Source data
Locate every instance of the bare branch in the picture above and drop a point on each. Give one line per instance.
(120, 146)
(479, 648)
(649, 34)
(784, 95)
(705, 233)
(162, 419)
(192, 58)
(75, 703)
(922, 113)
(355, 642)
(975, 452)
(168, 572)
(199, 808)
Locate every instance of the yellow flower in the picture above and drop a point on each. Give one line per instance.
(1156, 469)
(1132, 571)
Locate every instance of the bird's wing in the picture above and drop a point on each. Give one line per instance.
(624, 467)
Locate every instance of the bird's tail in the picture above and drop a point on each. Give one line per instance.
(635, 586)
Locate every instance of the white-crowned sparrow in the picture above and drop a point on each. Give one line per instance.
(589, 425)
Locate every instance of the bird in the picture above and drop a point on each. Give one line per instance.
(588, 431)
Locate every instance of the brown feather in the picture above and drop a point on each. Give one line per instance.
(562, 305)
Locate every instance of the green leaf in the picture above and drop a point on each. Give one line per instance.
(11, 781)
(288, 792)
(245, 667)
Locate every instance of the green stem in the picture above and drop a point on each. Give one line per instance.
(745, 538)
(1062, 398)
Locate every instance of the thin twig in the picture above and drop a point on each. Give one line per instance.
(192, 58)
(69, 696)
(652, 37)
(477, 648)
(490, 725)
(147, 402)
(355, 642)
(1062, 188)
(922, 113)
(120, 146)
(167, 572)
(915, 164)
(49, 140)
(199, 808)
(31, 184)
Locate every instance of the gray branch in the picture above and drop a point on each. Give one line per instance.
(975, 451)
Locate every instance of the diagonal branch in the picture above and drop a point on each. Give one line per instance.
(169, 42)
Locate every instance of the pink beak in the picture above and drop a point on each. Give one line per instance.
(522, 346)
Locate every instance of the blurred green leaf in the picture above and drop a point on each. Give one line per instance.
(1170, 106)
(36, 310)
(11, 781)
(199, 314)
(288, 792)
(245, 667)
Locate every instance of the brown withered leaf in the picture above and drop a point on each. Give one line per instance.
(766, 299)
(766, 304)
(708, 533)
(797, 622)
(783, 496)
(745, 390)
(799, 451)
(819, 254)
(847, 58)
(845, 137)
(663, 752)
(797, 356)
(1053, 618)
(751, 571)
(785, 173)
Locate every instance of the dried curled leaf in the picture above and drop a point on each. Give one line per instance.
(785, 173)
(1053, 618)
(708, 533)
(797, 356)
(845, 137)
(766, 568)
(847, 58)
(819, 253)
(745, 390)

» **Task objective**:
Give the data again in full, keeping every line as it was.

» **Response box**:
Locate every instance of the bare branch in the picture above and drop a point on each. Give one line per instance.
(120, 146)
(479, 648)
(649, 34)
(784, 95)
(705, 233)
(162, 419)
(192, 58)
(75, 703)
(922, 113)
(355, 642)
(975, 452)
(168, 572)
(199, 808)
Locate every instance of the yellow flower in the picture above and drop a point on each. Give one line per instance.
(1156, 469)
(1132, 571)
Locate every instance of the bird's wing in the picture above and drop a point on each. Give one line per instance.
(624, 467)
Locate every instance of the bird's tail in the picture above and drop a point on each. Give one line per instance.
(635, 586)
Locate every instance of the white-crowned sparrow in the picture above and drop a point on each. Give one line per instance.
(589, 425)
Locate every instance of the bird in the picture above and drop a point on each. Give one line per instance.
(588, 431)
Locate every instance of the brown feather in the picture above and drop a point on each. Give one line per instance.
(562, 305)
Locate every instance of the green leaf in the picture above and drop a point on each. Give one line per instance.
(11, 781)
(288, 792)
(245, 667)
Locate every instance of the green stem in the picture above and drop a point on each. Give one line per instance.
(745, 538)
(1062, 398)
Locate every instance of the thin twig in the picture above and drop a point on each. Give one line per instance.
(192, 58)
(69, 696)
(652, 37)
(477, 648)
(490, 725)
(147, 402)
(355, 642)
(1062, 188)
(922, 113)
(120, 146)
(167, 572)
(915, 164)
(49, 140)
(199, 808)
(31, 184)
Locate every instance of the gray branch in the picture above and drop a point on each. Give one line per instance.
(975, 451)
Locate every instance of the diagonal branch in the picture above and drop a point on each. Give one line per instance.
(169, 42)
Locate every instance of the pink beak in the picture above and drop a point on each. Give one line per instance.
(522, 346)
Locate every instance of the blurred green leaf in the picture above and drop a point on each. Give one line per instance.
(1170, 106)
(36, 310)
(11, 781)
(199, 314)
(288, 792)
(245, 667)
Locate every instance of the brown withered leaf in the picture above and drop a point on each. Give one line per instance.
(766, 299)
(766, 304)
(708, 533)
(797, 622)
(783, 496)
(745, 390)
(799, 451)
(819, 254)
(847, 58)
(845, 137)
(663, 752)
(797, 356)
(1053, 618)
(751, 571)
(785, 173)
Locate every instance of the dried curled leaf in the picture above and drop a point on each. Give one line per instance.
(785, 173)
(1053, 618)
(708, 533)
(797, 356)
(845, 137)
(766, 568)
(847, 58)
(819, 253)
(745, 390)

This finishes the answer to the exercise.